Report the number of lines in the material below that contain "wheel", without any other words.

Start of Data provided

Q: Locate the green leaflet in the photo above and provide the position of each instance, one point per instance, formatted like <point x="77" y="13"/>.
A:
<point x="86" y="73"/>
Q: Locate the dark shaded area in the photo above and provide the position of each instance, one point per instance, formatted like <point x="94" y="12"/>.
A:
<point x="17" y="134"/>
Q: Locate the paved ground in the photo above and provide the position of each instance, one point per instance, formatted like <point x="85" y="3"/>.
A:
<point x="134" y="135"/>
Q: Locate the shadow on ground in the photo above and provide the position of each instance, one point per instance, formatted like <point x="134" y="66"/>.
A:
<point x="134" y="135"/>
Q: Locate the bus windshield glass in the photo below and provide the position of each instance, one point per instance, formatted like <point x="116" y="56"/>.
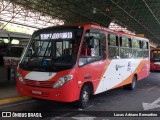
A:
<point x="155" y="55"/>
<point x="52" y="49"/>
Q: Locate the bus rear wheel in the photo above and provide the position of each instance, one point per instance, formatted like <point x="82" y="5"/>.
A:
<point x="84" y="97"/>
<point x="132" y="85"/>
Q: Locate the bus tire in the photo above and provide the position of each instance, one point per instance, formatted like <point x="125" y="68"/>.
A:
<point x="132" y="85"/>
<point x="84" y="97"/>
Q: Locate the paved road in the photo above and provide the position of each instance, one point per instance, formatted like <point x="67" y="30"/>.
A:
<point x="119" y="101"/>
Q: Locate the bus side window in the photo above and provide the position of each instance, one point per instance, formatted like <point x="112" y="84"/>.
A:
<point x="125" y="48"/>
<point x="113" y="46"/>
<point x="93" y="47"/>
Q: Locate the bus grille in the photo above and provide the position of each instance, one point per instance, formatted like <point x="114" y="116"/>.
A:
<point x="43" y="94"/>
<point x="42" y="84"/>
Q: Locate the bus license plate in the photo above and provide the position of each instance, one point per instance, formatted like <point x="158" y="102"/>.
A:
<point x="36" y="92"/>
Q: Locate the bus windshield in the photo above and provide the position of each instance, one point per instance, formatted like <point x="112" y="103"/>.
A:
<point x="155" y="55"/>
<point x="52" y="50"/>
<point x="14" y="52"/>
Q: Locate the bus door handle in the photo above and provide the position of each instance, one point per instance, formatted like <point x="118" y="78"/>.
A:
<point x="87" y="76"/>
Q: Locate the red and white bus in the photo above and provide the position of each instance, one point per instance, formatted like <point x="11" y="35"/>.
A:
<point x="155" y="59"/>
<point x="72" y="62"/>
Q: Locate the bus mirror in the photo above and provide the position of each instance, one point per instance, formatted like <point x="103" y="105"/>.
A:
<point x="29" y="53"/>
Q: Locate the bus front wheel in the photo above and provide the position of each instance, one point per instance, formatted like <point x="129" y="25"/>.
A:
<point x="84" y="97"/>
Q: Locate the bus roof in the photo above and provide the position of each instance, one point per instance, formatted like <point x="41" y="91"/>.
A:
<point x="6" y="34"/>
<point x="94" y="26"/>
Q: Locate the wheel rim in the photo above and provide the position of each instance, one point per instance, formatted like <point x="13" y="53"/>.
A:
<point x="85" y="97"/>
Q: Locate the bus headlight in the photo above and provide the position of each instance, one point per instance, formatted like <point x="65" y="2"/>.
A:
<point x="20" y="78"/>
<point x="62" y="81"/>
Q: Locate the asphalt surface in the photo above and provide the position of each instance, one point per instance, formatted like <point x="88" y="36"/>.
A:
<point x="105" y="106"/>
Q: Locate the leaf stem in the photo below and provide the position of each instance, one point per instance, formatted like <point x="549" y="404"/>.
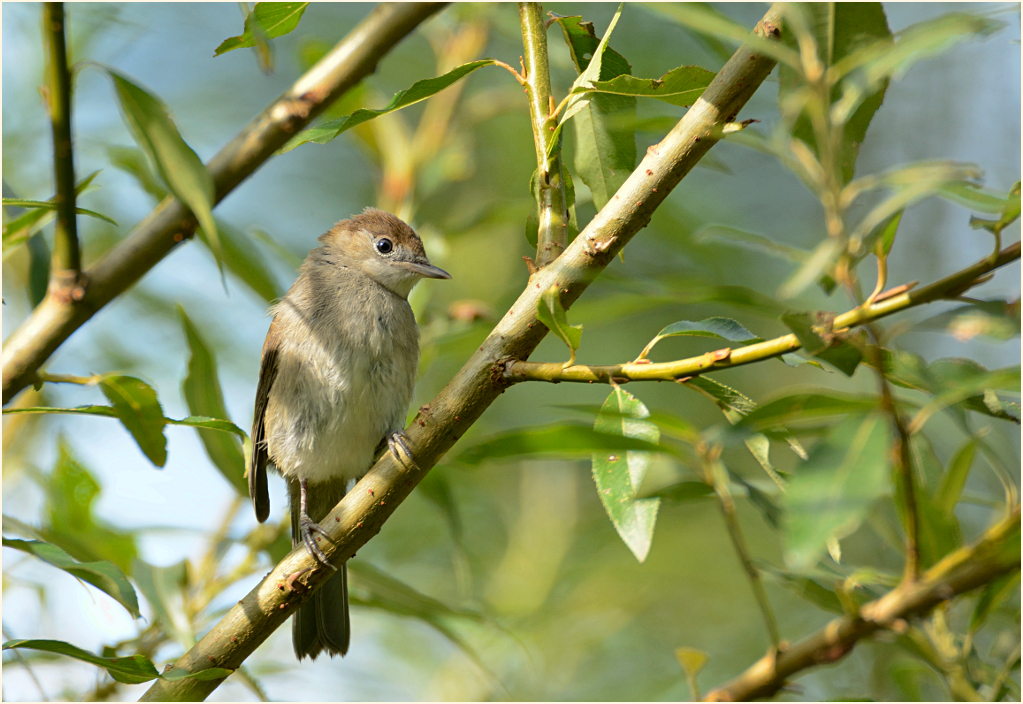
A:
<point x="552" y="203"/>
<point x="680" y="370"/>
<point x="67" y="256"/>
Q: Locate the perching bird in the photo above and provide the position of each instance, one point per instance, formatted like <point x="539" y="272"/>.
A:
<point x="336" y="381"/>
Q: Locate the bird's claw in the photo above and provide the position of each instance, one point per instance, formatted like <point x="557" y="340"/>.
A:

End of Data provided

> [The answer]: 3